# Source records
□ □ □

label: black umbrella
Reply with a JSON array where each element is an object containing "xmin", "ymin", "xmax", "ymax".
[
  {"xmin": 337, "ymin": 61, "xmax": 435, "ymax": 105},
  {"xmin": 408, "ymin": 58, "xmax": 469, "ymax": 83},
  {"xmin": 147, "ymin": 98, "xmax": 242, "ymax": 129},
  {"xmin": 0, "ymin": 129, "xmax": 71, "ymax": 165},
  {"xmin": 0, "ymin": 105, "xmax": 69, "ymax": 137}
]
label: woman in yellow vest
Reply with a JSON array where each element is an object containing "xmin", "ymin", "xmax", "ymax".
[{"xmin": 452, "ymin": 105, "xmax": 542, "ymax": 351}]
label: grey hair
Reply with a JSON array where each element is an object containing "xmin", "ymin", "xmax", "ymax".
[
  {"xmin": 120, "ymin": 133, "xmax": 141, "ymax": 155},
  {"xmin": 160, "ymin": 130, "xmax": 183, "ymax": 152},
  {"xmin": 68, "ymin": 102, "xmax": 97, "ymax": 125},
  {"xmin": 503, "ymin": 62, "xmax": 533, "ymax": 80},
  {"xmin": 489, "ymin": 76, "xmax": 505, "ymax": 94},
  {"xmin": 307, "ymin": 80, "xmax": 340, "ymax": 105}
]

□ □ □

Please show each line in the records above that contains "label".

label: black umbrella
label: woman in yellow vest
label: grey hair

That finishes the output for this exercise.